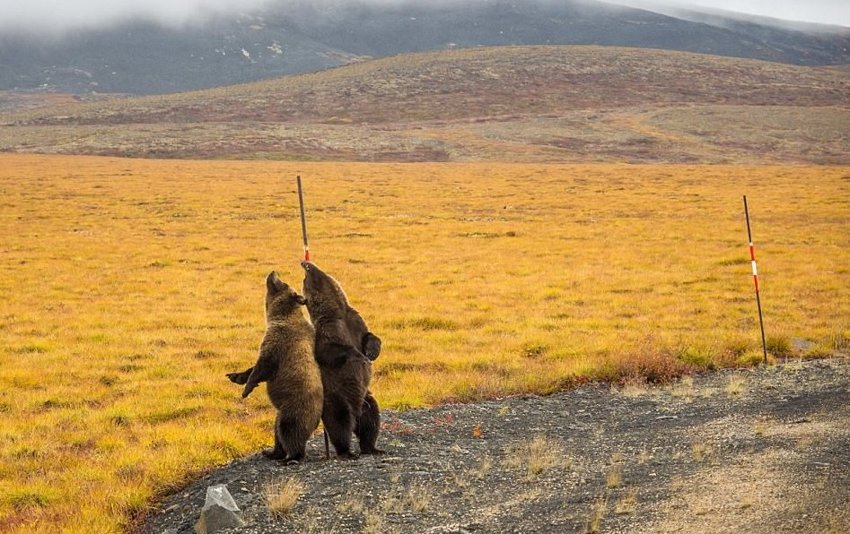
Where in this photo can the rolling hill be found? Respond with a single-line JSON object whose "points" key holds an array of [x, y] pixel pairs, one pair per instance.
{"points": [[553, 103], [295, 36]]}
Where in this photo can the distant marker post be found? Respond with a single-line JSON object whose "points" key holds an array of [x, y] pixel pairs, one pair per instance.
{"points": [[303, 220], [755, 277]]}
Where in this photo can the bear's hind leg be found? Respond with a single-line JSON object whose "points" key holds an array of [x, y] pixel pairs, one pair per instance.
{"points": [[278, 452], [294, 437], [368, 426], [339, 425]]}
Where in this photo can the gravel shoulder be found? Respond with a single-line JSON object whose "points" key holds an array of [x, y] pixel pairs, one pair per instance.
{"points": [[760, 450]]}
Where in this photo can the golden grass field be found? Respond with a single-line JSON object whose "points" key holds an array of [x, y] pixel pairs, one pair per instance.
{"points": [[130, 287]]}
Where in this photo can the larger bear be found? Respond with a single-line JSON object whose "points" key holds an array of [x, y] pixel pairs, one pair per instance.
{"points": [[344, 350]]}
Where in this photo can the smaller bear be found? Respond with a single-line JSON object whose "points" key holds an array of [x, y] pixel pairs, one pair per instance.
{"points": [[344, 350], [286, 362]]}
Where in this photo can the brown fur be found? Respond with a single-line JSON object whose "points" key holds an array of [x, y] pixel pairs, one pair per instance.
{"points": [[344, 348], [287, 363]]}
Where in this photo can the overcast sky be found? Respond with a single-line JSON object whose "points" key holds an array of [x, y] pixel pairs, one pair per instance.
{"points": [[823, 11], [38, 14]]}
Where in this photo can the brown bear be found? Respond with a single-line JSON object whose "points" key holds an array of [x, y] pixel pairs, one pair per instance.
{"points": [[344, 350], [287, 363]]}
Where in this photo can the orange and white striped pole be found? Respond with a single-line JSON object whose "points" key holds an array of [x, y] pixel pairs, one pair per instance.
{"points": [[755, 277], [303, 220]]}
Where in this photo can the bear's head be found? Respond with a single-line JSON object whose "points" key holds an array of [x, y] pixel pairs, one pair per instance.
{"points": [[281, 300], [324, 295]]}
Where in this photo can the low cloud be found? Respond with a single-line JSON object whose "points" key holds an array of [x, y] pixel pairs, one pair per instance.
{"points": [[37, 15], [47, 15], [835, 12]]}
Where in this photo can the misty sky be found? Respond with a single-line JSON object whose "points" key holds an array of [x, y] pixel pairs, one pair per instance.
{"points": [[63, 14]]}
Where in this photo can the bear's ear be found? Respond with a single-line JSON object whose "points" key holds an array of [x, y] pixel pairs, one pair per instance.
{"points": [[273, 283]]}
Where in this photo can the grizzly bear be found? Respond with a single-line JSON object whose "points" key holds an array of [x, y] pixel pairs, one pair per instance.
{"points": [[287, 363], [344, 350]]}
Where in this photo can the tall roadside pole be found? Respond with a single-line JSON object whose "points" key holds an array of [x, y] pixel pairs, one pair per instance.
{"points": [[755, 278]]}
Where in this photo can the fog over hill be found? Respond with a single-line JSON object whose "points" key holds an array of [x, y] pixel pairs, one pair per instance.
{"points": [[152, 53]]}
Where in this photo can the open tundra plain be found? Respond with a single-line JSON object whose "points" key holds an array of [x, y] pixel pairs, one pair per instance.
{"points": [[130, 287]]}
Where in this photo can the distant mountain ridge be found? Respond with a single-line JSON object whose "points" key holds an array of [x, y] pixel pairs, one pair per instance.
{"points": [[143, 57], [510, 103]]}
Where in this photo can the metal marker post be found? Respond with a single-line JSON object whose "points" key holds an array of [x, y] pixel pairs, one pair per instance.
{"points": [[755, 278], [303, 220]]}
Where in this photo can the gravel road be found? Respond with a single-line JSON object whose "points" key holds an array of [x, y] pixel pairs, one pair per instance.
{"points": [[762, 450]]}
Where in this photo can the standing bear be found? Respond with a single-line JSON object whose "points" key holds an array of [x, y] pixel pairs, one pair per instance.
{"points": [[287, 363], [344, 350]]}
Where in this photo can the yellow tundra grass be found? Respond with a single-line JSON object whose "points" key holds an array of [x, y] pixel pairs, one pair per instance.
{"points": [[129, 288]]}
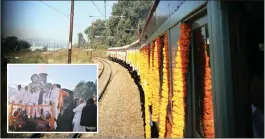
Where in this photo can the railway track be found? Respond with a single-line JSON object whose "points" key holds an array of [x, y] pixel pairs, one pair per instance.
{"points": [[104, 76]]}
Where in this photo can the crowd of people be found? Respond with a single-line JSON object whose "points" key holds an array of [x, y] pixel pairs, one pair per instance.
{"points": [[51, 97], [45, 99]]}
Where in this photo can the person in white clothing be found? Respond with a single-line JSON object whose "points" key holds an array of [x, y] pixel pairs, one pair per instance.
{"points": [[18, 98], [55, 100], [25, 95], [30, 102], [47, 101], [77, 117], [36, 99]]}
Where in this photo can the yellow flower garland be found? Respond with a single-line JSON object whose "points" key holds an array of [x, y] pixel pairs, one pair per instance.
{"points": [[180, 83], [155, 82], [165, 90]]}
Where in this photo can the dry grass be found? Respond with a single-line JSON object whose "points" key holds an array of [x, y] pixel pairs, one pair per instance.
{"points": [[79, 56]]}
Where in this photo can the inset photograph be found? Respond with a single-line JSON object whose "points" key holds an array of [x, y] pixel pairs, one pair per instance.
{"points": [[52, 98]]}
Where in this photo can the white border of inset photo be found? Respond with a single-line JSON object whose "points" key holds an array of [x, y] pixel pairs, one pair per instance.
{"points": [[10, 132]]}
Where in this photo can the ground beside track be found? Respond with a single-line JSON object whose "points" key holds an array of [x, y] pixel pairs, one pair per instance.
{"points": [[120, 110]]}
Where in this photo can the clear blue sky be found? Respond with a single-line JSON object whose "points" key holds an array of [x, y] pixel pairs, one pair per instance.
{"points": [[68, 76], [33, 19]]}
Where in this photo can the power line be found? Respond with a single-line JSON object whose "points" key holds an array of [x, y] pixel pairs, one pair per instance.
{"points": [[55, 9], [97, 8]]}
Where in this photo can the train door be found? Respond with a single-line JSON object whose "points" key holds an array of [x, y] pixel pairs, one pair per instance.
{"points": [[199, 99], [246, 28]]}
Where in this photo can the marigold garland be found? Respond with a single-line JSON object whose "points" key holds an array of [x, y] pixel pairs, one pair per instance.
{"points": [[144, 74], [165, 90], [180, 82], [207, 117], [155, 81]]}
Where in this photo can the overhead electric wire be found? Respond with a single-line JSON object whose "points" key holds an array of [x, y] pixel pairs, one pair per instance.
{"points": [[97, 8], [56, 10]]}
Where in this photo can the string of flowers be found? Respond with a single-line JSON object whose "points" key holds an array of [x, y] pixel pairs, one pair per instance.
{"points": [[156, 84], [143, 61], [207, 117], [165, 90], [180, 82]]}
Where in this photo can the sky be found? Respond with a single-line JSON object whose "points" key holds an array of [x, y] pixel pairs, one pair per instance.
{"points": [[68, 76], [34, 19]]}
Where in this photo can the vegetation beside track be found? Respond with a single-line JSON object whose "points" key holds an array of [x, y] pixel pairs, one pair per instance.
{"points": [[79, 56]]}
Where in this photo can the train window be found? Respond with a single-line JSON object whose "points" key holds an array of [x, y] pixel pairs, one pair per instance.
{"points": [[200, 45]]}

TO BE DONE:
Each line from the one with "Where in this photo can the marigold" through the last line of the records must be written out word for word. Include nothing else.

FULL OUTPUT:
Where in this photo can the marigold garland be found? Respond with a single-line JSON object whose "points" key holds an array of [x, y] pixel pairs, one pair per instance.
{"points": [[144, 74], [165, 90], [180, 82], [207, 117], [155, 81]]}
Where in this photo can the overhead electric wire be found? Respond with a single-line JSON object whose "points" key holds an array of [x, y] pixel pairs, one pair per instance.
{"points": [[97, 8], [56, 10]]}
Where in this photo can the string of flowers be found? Respond with a single-line JSON object whose "points" key holds an array of [x, y] pixel pairs, one pair per instance.
{"points": [[156, 84], [143, 61], [207, 117], [165, 90], [180, 82]]}
Where in this photo can the sky be found? Respond with a single-line JSON object whose "points" key holds an array of [x, y] pixel pairs, one pair per instance.
{"points": [[68, 76], [34, 19]]}
Where in this photo can the vegetation beside track be found? Respond with a single-line JSON object whose "points" key holds an array of [x, y] pixel pairs, one pair per instance.
{"points": [[79, 56]]}
Where in this photo can the train window be found? Respond with a single-line JSON object whose "points" key holds an array of [x, y] pixel pairs, one pair per instance.
{"points": [[200, 45]]}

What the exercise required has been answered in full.